Given request
Could you give the lines of the records, starting with the line that contains "Guideline: for every instance of the amber" and going on through the end of the records, as a JSON list of strings with one string per line and any blank lines left out?

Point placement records
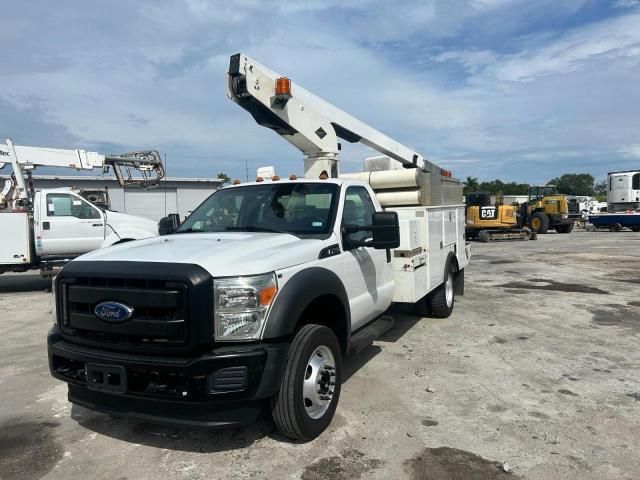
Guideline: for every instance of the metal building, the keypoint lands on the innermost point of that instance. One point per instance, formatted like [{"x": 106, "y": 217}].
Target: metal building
[{"x": 174, "y": 195}]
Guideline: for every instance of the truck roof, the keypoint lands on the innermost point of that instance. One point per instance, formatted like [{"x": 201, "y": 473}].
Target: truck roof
[{"x": 337, "y": 181}]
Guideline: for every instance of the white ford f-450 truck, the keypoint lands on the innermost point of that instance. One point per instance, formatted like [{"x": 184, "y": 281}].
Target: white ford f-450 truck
[{"x": 256, "y": 298}]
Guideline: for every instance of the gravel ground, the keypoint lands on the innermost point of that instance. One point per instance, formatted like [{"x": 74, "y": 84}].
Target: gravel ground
[{"x": 534, "y": 376}]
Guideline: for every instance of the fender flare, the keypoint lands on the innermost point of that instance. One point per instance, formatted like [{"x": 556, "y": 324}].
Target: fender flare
[{"x": 301, "y": 289}]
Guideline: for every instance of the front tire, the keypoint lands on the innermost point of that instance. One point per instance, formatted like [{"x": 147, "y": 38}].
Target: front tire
[{"x": 310, "y": 389}]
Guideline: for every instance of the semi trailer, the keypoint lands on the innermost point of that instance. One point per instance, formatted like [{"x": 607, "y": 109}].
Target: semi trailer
[{"x": 257, "y": 297}]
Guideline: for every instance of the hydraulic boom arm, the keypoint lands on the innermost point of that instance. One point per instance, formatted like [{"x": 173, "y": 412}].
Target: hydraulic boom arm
[{"x": 305, "y": 120}]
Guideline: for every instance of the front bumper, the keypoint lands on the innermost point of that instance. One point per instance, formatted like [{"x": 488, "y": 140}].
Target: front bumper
[{"x": 225, "y": 386}]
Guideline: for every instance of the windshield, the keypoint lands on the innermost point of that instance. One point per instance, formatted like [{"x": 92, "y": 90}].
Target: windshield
[{"x": 296, "y": 208}]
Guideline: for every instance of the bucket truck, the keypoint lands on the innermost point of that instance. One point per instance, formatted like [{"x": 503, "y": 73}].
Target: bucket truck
[
  {"x": 46, "y": 228},
  {"x": 256, "y": 298}
]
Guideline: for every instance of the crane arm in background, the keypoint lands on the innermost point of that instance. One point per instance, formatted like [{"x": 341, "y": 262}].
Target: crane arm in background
[
  {"x": 308, "y": 122},
  {"x": 144, "y": 169}
]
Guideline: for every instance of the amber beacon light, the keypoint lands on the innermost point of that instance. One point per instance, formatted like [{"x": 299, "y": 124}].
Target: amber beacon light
[{"x": 283, "y": 86}]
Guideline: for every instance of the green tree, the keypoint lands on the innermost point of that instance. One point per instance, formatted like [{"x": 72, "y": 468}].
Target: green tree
[
  {"x": 574, "y": 184},
  {"x": 498, "y": 186},
  {"x": 224, "y": 177}
]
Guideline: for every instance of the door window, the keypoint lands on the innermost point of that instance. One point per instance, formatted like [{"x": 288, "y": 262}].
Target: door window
[
  {"x": 358, "y": 210},
  {"x": 65, "y": 205}
]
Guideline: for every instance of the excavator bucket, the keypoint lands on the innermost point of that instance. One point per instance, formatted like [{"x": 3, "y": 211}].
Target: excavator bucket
[{"x": 144, "y": 168}]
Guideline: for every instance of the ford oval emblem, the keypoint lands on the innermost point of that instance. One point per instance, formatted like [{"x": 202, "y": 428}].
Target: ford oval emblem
[{"x": 113, "y": 312}]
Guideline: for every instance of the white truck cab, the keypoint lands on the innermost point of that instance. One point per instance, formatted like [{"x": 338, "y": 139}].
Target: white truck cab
[
  {"x": 66, "y": 224},
  {"x": 49, "y": 227}
]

Correct output
[
  "Guideline: for every instance of the amber beacon light, the keypoint lands on the innermost point of that instance. One point per instance, formatted like [{\"x\": 299, \"y\": 124}].",
  "Target: amber beacon light",
  "[{\"x\": 283, \"y\": 86}]",
  "Guideline: for every instance of the green tree, the keypoint lands on the innermost point of that instance. One point per instance, formatted like [{\"x\": 72, \"y\": 468}].",
  "Target: green tree",
  "[",
  "  {\"x\": 574, \"y\": 184},",
  "  {\"x\": 498, \"y\": 186},",
  "  {\"x\": 224, \"y\": 177}",
  "]",
  "Guideline: for every instance of the door window, the keypoint lands on the innermost point of that instance. One point per instance, formatted like [{\"x\": 288, \"y\": 262}].",
  "Target: door window",
  "[",
  "  {\"x\": 358, \"y\": 210},",
  "  {\"x\": 65, \"y\": 205}",
  "]",
  "Guideline: for every instance of the excavator bucket, the keypoint lands on the innermost point of that instance. One point per instance, formatted like [{\"x\": 3, \"y\": 211}].",
  "Target: excavator bucket",
  "[{\"x\": 144, \"y\": 168}]",
  "Guideline: for every instance of the ford oval emblem, the keypoint lands on the innermost point of that instance. One point per instance, formatted like [{\"x\": 202, \"y\": 428}].",
  "Target: ford oval emblem",
  "[{\"x\": 113, \"y\": 312}]",
  "Guideline: for every instance of the white truck cab, the keypoint lands on the innermost point of that instance. One point per instance, formatted like [{\"x\": 338, \"y\": 139}].",
  "Target: white truck cab",
  "[",
  "  {\"x\": 66, \"y\": 224},",
  "  {\"x\": 49, \"y\": 227}",
  "]"
]